* BEGIN Page text *

The first occurs the night Martin Luther King Jr. is assassinated. Greene, who had fast-talked himself into an on-air job at WOL-AM, goes into the studio to try to calm down the city, which is in flames, as blacks are rioting and destroying their own neighborhoods. "I don't know if I'm more sad or angry," Greene tells his audience. And Greene is walking a line. He pleads with his listeners to resist the urge to strike: "That's your city ... That's not what Dr. King would've wanted." Then he says, "The truth is, if they can do it to him, don't think for a minute they can't cut you down like a dog." But he counsels, "Put away your anger."

* END Page text *
* BEGIN Material shown *

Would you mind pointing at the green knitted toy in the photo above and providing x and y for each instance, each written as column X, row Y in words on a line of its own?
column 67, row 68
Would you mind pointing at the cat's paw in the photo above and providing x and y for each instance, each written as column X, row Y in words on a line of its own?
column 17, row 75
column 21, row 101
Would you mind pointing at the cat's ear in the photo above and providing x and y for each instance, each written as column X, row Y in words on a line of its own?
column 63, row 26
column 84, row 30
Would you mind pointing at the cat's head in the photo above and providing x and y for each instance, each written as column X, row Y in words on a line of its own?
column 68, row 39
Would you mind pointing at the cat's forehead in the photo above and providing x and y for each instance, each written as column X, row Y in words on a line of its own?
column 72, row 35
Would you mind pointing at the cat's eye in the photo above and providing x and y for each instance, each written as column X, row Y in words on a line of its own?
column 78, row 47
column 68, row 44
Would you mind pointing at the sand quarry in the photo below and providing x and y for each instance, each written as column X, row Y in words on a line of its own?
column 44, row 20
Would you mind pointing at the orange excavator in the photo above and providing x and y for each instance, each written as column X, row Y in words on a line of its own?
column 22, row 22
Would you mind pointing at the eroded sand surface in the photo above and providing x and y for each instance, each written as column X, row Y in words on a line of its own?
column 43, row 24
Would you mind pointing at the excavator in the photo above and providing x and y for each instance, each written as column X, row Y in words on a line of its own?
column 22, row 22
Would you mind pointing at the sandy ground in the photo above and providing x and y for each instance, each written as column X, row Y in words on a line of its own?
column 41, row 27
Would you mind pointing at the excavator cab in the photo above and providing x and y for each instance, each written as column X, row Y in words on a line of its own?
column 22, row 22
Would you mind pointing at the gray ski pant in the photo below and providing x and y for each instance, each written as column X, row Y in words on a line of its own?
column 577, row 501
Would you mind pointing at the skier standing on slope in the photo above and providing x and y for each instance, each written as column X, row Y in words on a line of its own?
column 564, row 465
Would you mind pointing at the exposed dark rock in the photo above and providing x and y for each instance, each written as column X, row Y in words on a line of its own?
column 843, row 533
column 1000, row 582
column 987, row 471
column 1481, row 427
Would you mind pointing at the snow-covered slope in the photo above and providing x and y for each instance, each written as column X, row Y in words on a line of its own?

* END Material shown *

> Short task
Extend the passage about Greene's broadcast on the night of King's assassination, picking up right after its final sentence. The records have no connection to the text about Greene's radio broadcast.

> Result of the task
When he walks out of the studio, the other African-American employees embrace him. They all looked stunned and exhausted. Then they spot in the corridor the white station owner (played by Martin Sheen) sobbing. Greene and the other blacks are each processing this cataclysmic event, calculating the right proportion of outrage and sorrow. But for the white guy, it's simple: he's pegged the needle at tragedy. This awful event has not brought the two sides of the racial divide together. It has illuminated the gulf between black and white. The station owner has the luxury to feel only grief. Greene and the rest have a more complicated emotional and psychological task. They walk past the station owner, shrug, and go home for the night.

In the other scene-a few years later when Greene has gone national with a television talk show, records, and nightclub appearances-the onetime prison deejay is booked on Johnny Carson's show. This is it, his manager, Dewey Hughes (played by Chiwetel Ejiofor) tells him. Greene has made the big time. It's gonna be Cosby, Pryor ... and Greene. And Greene, as the movie has proved by this point, has the chops (the voice, the acerbic wit, the killer instinct of a social critic) to go one-on-one with these other rising black luminaries.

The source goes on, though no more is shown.